**WORK TO COMPLETE:** Rewrite the lines of the records below as a numbered list, skipping any blank lines. Leave the pictures out of your answer.

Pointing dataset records

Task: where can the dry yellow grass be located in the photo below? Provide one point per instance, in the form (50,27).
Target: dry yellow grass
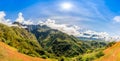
(8,53)
(111,53)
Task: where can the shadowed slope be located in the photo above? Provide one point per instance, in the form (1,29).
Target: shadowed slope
(8,53)
(111,53)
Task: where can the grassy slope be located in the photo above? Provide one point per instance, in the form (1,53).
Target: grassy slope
(8,53)
(111,53)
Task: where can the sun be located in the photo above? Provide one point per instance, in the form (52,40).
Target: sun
(66,6)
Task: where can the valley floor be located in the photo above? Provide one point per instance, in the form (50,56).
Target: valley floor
(111,53)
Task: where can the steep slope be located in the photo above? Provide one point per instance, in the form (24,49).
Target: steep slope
(21,39)
(8,53)
(56,42)
(112,53)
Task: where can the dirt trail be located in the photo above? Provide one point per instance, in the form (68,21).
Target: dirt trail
(8,53)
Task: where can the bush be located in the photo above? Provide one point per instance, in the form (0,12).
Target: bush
(99,54)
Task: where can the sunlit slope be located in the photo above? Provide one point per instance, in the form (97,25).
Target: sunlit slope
(8,53)
(111,53)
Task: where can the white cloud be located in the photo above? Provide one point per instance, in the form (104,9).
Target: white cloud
(116,18)
(28,22)
(70,30)
(20,18)
(3,20)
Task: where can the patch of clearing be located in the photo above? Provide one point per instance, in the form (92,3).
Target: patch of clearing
(8,53)
(111,53)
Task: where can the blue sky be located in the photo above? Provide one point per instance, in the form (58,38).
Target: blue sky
(97,15)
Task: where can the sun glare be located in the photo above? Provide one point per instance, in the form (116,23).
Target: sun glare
(66,6)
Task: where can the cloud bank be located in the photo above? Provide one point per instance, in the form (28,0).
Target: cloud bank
(70,30)
(116,18)
(65,28)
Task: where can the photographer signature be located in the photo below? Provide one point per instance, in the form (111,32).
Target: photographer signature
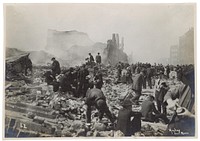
(175,131)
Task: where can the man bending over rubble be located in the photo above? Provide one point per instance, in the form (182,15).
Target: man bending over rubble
(95,97)
(124,123)
(150,113)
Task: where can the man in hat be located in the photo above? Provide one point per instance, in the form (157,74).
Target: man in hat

**SOLUTION BELOW:**
1. Task: where can the dry yellow grass be located in the photo below? Provide one point per instance, in the form (50,27).
2. Target: dry yellow grass
3. (8,53)
4. (111,53)
5. Task: where can the shadowed slope be located in the photo above? Provide one point per instance, in the form (1,29).
6. Target: shadowed slope
7. (8,53)
8. (111,53)
9. Task: where can the grassy slope be located in the photo above? Provide one point per instance, in the form (1,53).
10. Target: grassy slope
11. (8,53)
12. (111,53)
13. Task: where can the sun be located in the photo above? Provide one point per instance, in the form (52,40).
14. Target: sun
15. (66,6)
16. Task: where can the valley floor be located in the photo above? Provide one point per instance, in the form (50,56).
17. Target: valley floor
18. (111,53)
19. Task: where can the steep slope be located in the photo above? Provide one point per instance, in the form (24,49).
20. Target: steep slope
21. (21,39)
22. (8,53)
23. (56,42)
24. (112,53)
25. Task: where can the dirt trail be located in the photo above? Provide one point per instance, in the form (68,21).
26. Target: dirt trail
27. (8,53)
28. Task: where can the bush be located in the photo above? Provide one point per instance, in the form (0,12).
29. Target: bush
30. (99,54)
31. Task: where can the sunlit slope be located in the photo above? Provide one point per instance, in the form (97,25).
32. Target: sunlit slope
33. (8,53)
34. (111,53)
35. Task: where can the white cloud be located in the photo above? Provide one point per instance, in the form (104,9).
36. Target: white cloud
37. (116,18)
38. (28,22)
39. (70,30)
40. (20,18)
41. (3,20)
42. Task: where can the patch of clearing be located in the photo above? Provide one point per instance, in the form (92,3).
43. Target: patch of clearing
44. (8,53)
45. (111,53)
46. Task: where can the blue sky be located in the photo above? Provide one point per instance, in the form (58,38).
47. Target: blue sky
48. (97,15)
49. Task: where can the sun glare be located in the photo above? Provide one point per instance, in the form (116,23).
50. Target: sun glare
51. (66,6)
52. Task: where can the cloud bank be located in the photo above? Provide one point per instance, in the form (28,0).
53. Target: cloud bank
54. (70,30)
55. (116,18)
56. (65,28)
57. Task: where can the photographer signature be located in the photo below? Provide one point per instance, in the form (111,32).
58. Target: photographer signature
59. (175,131)
60. Task: where can the man bending over rubble be located in the photo above? Provide one point per instance, in the form (182,15).
61. Target: man bending over rubble
62. (95,97)
63. (124,123)
64. (150,113)
65. Task: where can the man in hat be located in the photo above? Provide one point per instance, in the form (157,74).
66. Target: man in hat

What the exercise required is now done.